TASK DETAILS
Repeat all of the data precisely.

RECORDS FOR THE EXERCISE
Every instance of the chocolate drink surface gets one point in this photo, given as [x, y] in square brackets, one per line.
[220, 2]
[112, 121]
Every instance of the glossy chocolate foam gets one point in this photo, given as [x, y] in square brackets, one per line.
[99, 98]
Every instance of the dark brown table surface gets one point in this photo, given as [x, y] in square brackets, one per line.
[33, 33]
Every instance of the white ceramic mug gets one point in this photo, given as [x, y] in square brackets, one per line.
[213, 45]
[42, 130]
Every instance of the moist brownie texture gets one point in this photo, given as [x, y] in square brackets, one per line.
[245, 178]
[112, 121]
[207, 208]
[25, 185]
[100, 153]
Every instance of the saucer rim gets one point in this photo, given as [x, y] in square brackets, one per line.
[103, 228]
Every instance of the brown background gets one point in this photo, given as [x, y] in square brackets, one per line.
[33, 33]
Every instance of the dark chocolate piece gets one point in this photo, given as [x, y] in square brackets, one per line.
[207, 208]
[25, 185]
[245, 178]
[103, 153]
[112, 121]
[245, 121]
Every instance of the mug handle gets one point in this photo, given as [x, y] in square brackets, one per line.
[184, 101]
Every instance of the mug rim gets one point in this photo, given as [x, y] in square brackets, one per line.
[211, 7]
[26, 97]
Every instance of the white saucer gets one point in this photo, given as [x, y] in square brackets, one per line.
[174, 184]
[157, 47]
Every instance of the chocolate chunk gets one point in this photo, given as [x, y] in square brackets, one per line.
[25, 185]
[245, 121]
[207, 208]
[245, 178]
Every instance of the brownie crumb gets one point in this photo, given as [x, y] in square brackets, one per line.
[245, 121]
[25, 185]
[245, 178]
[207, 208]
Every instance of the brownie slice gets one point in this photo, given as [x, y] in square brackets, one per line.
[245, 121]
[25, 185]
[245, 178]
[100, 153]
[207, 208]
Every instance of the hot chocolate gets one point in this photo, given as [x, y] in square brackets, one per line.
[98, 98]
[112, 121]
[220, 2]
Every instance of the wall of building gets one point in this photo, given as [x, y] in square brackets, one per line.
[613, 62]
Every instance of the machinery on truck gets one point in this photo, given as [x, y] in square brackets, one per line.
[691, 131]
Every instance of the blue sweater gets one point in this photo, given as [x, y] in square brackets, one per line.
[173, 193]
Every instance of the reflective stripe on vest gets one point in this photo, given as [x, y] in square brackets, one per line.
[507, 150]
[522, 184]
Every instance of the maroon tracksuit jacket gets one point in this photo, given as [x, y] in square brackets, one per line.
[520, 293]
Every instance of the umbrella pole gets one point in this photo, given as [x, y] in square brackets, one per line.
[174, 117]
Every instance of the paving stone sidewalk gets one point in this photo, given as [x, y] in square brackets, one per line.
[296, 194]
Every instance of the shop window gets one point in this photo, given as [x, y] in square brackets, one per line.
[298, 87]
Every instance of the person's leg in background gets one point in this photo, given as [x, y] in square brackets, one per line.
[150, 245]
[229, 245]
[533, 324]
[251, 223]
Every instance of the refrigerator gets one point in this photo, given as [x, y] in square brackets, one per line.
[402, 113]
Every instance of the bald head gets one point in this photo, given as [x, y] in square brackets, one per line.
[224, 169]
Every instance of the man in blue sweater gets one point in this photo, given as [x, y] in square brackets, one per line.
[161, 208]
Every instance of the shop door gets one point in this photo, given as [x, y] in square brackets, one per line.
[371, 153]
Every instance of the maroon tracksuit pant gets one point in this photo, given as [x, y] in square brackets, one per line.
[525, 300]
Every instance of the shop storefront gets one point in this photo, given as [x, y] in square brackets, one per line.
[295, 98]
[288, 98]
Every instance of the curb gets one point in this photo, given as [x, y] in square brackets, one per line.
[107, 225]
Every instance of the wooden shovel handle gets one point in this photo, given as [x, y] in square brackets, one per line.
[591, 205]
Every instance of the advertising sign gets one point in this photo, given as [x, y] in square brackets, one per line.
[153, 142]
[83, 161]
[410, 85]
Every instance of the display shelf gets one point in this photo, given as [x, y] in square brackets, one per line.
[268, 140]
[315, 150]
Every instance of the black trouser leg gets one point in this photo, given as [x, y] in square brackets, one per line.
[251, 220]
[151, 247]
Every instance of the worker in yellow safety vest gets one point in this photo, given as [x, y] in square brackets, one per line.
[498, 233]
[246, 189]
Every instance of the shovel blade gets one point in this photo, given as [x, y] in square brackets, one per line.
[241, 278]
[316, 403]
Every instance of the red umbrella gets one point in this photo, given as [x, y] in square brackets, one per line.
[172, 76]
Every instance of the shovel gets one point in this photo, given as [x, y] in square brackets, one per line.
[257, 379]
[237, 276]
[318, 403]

ANSWER IN FULL
Every instance of the chocolate drink surface gets one point in this photo, given as [x, y] in square brackets, one per line.
[220, 2]
[112, 121]
Every instance of the glossy chocolate foam gets one point in this photo, given as [x, y] in square brackets, one per line.
[99, 98]
Every instance of the dark brown table surface gets one point in this photo, given as [x, y] in square brackets, one per line.
[33, 33]
Every instance of the white ceramic mug gets one point in this photo, given as [x, y] in square brackets, one per line.
[213, 45]
[42, 130]
Every instance of the moist brownie texture gets one point in this photo, given as [x, y] in square brackets, one per line.
[245, 178]
[112, 121]
[207, 208]
[25, 185]
[100, 153]
Every instance of the saucer rim gets one point in this photo, given as [x, y] in square brackets, one per line.
[103, 228]
Every instance of the brown background gets one point in this photo, given as [x, y] in square brackets, one per line.
[33, 33]
Every instance of the dark chocolate piece gets one point in this photo, given as [x, y] in square brackets, one per line.
[207, 208]
[25, 185]
[245, 178]
[103, 153]
[112, 121]
[245, 121]
Every instance of the mug handle gets one point in this photo, given as [x, y] in square brackets, one per line.
[184, 101]
Every instance of the mug rim gets one point in this photo, given as [x, y] in square brackets, one per line.
[211, 7]
[26, 97]
Every instance of the white saucer gets one point in this photo, given as [x, y] in square brackets, one per line.
[174, 184]
[157, 47]
Every instance of the chocolate chunk gets one point in this photo, given as [x, y] in square brackets, one per line.
[25, 185]
[245, 121]
[207, 208]
[245, 178]
Every instance of the brownie crumb gets one point in this photo, given as [x, y] in square brackets, one per line.
[245, 121]
[25, 185]
[245, 178]
[207, 208]
Every instance of the brownie slice gets one point in this photo, given as [x, y] in square brackets, one per line.
[245, 121]
[25, 185]
[245, 178]
[100, 153]
[207, 208]
Every instance of the hot chocolate gets one point in this photo, given as [x, y] in square brackets, one per line.
[98, 98]
[112, 121]
[220, 2]
Every instance of the wall of building gets one point in this photo, given as [x, y] in square brackets, one per line.
[613, 62]
Every instance of the machinery on truck gets one point in this photo, given as [x, y] in square brackets, one per line.
[691, 131]
Every instance of the blue sweater gets one point in this photo, given as [x, y] in square brackets, one per line.
[173, 193]
Every instance of the reflective stripe on vest gets one point in this photo, given as [x, y] in square brackets, one per line.
[507, 150]
[522, 184]
Every instance of the maroon tracksuit jacket gets one point in this photo, given as [x, y] in square brackets, one per line.
[520, 293]
Every instance of the umbrella pole gets one point in this photo, given as [x, y] in square brackets, one per line.
[174, 117]
Every instance of the paving stone sidewalk gets one point in this photo, given as [x, y] in square brackets, one per line.
[296, 194]
Every instance of the shop window gets one point in this photo, given as [x, y] in square brackets, one per line.
[298, 87]
Every instance of the person's leg in background gets one point in this photo, given as [x, y] in square brackets, one per line.
[150, 245]
[229, 245]
[533, 324]
[251, 223]
Every instance of the refrigerator gets one point in this photo, given as [x, y] in square brackets, one per line.
[402, 113]
Every instance of the bald head gets one point in this photo, given as [x, y] in square brackets, one per line.
[224, 169]
Every instance of the man in blue sweater gets one point in this photo, given as [x, y] in square brackets, one per line.
[161, 208]
Every instance of the shop door gets one point in this photo, given as [x, y] in square brackets, one per line.
[371, 153]
Every instance of the maroon tracksuit pant gets one point in this photo, given as [x, y] in square brackets, one per line.
[525, 300]
Every instance of the shop storefront gets one point in this photo, given as [x, y] in square brackets, one per line.
[295, 98]
[288, 98]
Every instance of the curb gets one point in this photo, given as [x, y] in square brackets, one per line.
[107, 225]
Every instance of the wooden shovel handle gets one point in this photo, given as [x, y] in square brackets, one per line.
[591, 205]
Every instance of the advertising sign gets one point in this photo, given as [x, y] in square brackets, one per line.
[153, 142]
[83, 161]
[410, 85]
Every instance of the display shelf gets one point in this photo, given as [x, y] in square brackets, one per line.
[268, 140]
[315, 150]
Every instance of the black trouser leg gets one point in this photo, given as [x, y] in square brackets, one per line.
[251, 220]
[151, 247]
Every instance of the worker in yellow safety vest gets one point in this photo, given as [x, y] in square brackets, one per line.
[498, 233]
[246, 189]
Every instance of the shovel blade gets one point in this photo, given as [x, y] in square brackets, one per line.
[241, 278]
[316, 403]
Every instance of the red umbrella gets one point in this photo, given as [x, y] in square brackets, one per line.
[172, 76]
Every instance of the shovel gets one point in this photo, given as [x, y] in square brackets, one per line.
[257, 379]
[237, 276]
[318, 403]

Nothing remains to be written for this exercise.